§ **Data for the task**:
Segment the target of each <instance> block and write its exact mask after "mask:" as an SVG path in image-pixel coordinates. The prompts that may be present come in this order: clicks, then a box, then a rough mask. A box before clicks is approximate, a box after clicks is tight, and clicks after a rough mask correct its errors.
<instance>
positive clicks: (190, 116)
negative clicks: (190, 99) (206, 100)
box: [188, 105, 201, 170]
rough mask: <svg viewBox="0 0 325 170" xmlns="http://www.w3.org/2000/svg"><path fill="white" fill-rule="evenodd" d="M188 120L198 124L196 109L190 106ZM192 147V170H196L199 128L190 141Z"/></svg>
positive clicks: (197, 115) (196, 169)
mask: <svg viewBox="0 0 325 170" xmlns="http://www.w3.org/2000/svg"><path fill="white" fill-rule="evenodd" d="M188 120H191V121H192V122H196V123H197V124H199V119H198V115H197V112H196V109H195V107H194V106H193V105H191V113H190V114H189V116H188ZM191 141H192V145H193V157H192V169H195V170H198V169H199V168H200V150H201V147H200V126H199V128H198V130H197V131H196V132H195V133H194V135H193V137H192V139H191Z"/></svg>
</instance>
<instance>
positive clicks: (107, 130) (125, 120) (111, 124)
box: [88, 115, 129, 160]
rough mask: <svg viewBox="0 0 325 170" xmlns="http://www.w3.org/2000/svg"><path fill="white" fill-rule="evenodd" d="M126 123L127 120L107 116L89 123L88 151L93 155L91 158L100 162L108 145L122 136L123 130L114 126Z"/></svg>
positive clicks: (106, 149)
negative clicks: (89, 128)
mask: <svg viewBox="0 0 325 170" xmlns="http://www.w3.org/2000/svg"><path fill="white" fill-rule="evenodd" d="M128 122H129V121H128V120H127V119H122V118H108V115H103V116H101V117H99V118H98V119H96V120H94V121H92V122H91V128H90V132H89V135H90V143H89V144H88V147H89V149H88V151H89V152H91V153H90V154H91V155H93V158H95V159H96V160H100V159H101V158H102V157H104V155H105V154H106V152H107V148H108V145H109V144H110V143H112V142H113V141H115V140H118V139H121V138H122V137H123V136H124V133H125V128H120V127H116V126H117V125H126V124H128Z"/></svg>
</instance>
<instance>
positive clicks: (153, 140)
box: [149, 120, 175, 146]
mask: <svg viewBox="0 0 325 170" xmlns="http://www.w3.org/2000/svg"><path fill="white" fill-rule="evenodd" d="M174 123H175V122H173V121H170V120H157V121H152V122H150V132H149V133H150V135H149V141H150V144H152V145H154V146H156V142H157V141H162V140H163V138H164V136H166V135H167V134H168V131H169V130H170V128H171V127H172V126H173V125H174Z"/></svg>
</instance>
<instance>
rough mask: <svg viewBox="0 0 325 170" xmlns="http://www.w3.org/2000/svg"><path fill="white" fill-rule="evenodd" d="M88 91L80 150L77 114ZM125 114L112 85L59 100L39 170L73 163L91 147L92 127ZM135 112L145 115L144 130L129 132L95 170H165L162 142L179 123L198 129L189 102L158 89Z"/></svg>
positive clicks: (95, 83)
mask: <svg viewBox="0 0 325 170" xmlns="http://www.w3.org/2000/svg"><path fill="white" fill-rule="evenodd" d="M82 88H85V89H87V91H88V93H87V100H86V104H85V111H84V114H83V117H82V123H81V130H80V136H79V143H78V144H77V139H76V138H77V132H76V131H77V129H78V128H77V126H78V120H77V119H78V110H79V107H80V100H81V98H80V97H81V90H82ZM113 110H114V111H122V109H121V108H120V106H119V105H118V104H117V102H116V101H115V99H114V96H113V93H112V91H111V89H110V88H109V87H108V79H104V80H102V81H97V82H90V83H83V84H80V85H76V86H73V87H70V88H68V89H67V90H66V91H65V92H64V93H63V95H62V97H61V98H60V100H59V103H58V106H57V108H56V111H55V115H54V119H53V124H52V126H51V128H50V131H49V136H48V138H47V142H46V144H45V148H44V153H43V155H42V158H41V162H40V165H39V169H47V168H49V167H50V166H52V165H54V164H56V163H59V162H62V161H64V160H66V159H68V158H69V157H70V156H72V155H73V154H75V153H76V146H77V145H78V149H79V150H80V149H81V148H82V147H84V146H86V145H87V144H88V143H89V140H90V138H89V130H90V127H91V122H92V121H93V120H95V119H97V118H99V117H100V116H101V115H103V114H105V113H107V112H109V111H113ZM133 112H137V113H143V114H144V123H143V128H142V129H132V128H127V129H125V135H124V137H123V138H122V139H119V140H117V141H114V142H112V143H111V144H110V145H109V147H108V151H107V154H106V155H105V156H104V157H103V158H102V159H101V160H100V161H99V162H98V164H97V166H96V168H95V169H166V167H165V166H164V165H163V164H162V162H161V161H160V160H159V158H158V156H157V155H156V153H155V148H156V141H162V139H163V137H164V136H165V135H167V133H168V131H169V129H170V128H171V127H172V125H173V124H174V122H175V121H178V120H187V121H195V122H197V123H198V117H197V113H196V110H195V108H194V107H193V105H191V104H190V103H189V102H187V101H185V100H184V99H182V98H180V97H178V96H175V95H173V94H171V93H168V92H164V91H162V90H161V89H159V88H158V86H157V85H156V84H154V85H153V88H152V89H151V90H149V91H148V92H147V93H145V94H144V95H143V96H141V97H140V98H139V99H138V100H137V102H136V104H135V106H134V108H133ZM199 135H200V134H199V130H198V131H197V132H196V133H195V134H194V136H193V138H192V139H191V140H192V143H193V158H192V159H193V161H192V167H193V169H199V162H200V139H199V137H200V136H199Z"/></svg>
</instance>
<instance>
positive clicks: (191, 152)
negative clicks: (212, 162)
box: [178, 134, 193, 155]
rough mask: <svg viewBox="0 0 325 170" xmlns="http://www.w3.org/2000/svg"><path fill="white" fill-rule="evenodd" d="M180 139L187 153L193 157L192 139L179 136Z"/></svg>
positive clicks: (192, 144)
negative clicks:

§ **Task goal**: Count the lines in the items above that contain the string "negative", with case counting, and reply with that number alone.

§ **Response to the exercise**: 4